**WORK INSTRUCTIONS:**
1. In the Power Systems interview, since when had Steve Sibley been steering Power Systems hardware development?
2. Pick up the Power Systems interview after its last sentence and carry it forward.
Start of SUPPLIED PASSAGE
Talking Power Systems And IBM i With Bargav Balakrishnan
January 20, 2025 Timothy Prickett Morgan
In last week’s issue of The Four Hundred, we told you about how the Power Systems division had a new vice president of product management – to be specific, Bargav Balakrishnan, who has spent decades in various technical and management roles within Big Blue. Balakrishnan takes over from Steve Sibley, who has been steering Power Systems hardware development since July 2007 and who was the longest serving executive in that role since the launch of the AS/400 back in 1988.
This week, we had a chat with Balakrishnan about the Power Systems business and the IBM i platform, and how AI and other factors are transforming the Power Systems business and putting it on a path of sustainable growth.
Timothy Prickett Morgan: As you take over this role, we are coming to the tail end of Power10 generation and we are looking forward to Power11 and Power12. I don’t need a roadmap dump – we got one from Bill Starke, the chief architect of the Power chips, back in November and then followed up with an analysis of the memory subsystem of the forthcoming machines in December. But as you take over this role from Steve Sibley, what I think we all really want to know is what are you thinking about with regard to systems and what are your goals for the business?
It could be lots of different things, obviously. You could want to expand the revenue share in a footprint inside of existing customers. That seems like an obvious thing. Your strategy looks like that to me. You could have a desire to expand into adjacent markets because you think there are other places beside the typical IBM i and AIX database serving where Power Systems can do well.
Bargav Balakrishnan: I know you have talked to Tom McPherson, our general manager, and we have about the same tenure at Power Systems for the past two years, and I was a peer of Steve Sibley, leading our AI and application modernization area for Power. Before that, I was on the mainframe side of systems for two decades. So I have been adjacent to Power, and then rolled up my sleeves two years ago.
End of SUPPLIED PASSAGE
Start of SUPPLIED DATA
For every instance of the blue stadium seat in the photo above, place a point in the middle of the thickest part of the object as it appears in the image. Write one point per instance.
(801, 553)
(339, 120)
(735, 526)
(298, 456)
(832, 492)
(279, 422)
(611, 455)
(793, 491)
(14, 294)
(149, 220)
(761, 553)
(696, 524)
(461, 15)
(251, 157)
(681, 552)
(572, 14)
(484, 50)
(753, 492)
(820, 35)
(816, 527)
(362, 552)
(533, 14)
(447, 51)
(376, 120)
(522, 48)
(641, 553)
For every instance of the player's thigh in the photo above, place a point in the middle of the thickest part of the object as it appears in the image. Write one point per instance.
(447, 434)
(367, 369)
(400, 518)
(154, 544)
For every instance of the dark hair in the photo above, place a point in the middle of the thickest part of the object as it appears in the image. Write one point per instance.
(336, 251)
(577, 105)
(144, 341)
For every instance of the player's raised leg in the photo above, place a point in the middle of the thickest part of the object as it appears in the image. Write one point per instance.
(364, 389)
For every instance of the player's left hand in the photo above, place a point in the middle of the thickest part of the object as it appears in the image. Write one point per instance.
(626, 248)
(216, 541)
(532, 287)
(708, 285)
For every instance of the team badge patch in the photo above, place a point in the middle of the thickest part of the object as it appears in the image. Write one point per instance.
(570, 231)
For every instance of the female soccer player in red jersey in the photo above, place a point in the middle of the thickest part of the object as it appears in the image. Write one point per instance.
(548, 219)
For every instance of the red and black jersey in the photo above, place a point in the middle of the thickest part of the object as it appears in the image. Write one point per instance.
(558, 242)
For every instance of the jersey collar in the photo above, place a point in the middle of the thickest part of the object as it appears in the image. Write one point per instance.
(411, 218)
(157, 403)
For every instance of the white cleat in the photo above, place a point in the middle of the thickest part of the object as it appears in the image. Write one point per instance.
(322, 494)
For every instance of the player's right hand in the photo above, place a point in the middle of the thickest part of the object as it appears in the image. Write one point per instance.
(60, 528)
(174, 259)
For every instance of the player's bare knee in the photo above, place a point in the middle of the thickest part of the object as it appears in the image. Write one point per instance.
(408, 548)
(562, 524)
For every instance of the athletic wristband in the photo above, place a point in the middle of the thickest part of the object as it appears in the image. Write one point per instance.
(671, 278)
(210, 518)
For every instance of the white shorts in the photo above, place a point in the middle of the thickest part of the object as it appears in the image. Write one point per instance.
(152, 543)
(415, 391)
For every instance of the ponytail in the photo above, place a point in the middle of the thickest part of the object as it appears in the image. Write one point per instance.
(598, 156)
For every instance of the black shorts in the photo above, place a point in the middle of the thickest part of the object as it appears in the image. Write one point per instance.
End of SUPPLIED DATA
**EXPECTED RESULTS:**
1. Since July 2007.

2.
To me, the objectives are very clear from a business perspective. What I have been able to see is that we have a huge, loyal, and growing incumbency of Power Systems within thousands upon thousands of clients who rely on the platform for all the reasons you know.
I think what we have opportunity to do – and your spidey sense is spot on – is to increase wallet share within our existing clients for growth, for new workloads, for AI, modernization, et cetera that we haven’t quite aggressively leaned into from an investment perspective to create the value our customers need. So all that said, there is, I think, phenomenal amount of growth and more value to be delivered to our incumbency, which will drive growth for years to come according to our models.
We will drive our incumbency, but then being able to deliver new value in dimensions like AI application modernization, which is what you see our roadmap geared towards, as well as providing things like cloud consumption models with PowerVS or our subscription with as a service. So there’s a lot of business model changes you’re seeing us make as well, all aligned with the ways clients want to consume Power and the ways clients want to gain value from Power – that is, infusing AI into their workloads.
We also see net new clients coming to the platform, aligned with key workloads where we have a very differential point of view, like SAP.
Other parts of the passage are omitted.